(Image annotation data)
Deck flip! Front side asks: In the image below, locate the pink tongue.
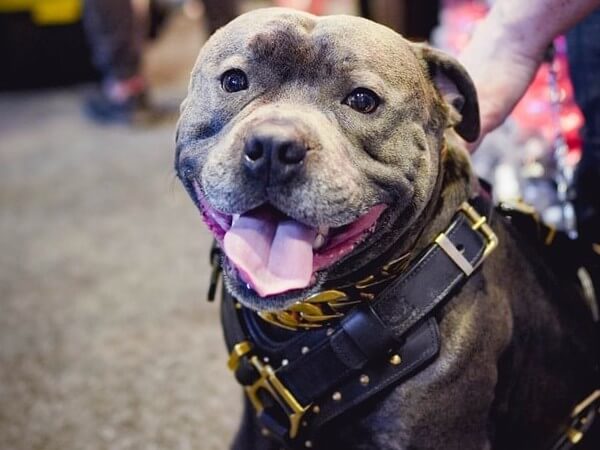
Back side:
[223,210,316,297]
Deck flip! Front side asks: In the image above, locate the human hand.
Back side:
[458,15,544,152]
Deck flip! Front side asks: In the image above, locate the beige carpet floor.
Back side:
[0,10,241,450]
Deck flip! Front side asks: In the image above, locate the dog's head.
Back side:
[176,8,479,310]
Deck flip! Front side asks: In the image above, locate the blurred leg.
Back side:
[202,0,239,34]
[84,0,142,80]
[567,9,600,243]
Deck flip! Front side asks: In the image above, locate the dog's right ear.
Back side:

[What the task asks]:
Rewrite the data above, changing every "Back side" to "Reverse side" and keeping everything else the same. Omit the pictures from your version.

[The solution]:
Deck flip! Front side asks: In the image below, locate the pink tongue.
Reverse side:
[223,210,316,297]
Deck flip! Front side asks: In the image above, locate the human hand.
Reverse side:
[458,15,544,152]
Deck flip! Front side asks: In the image above, locate the beige carpet floor.
Reverse side:
[0,10,241,450]
Deck flip! Front side asks: In the image above, locate the dog's head.
Reverse side:
[176,8,479,310]
Deck flip! Front side asks: In the image above, locate the blurred leg.
Reverse side:
[202,0,239,34]
[84,0,142,80]
[567,9,600,243]
Deck flip! Front side asks: In the image above, locate the dog's right ear.
Reverse side:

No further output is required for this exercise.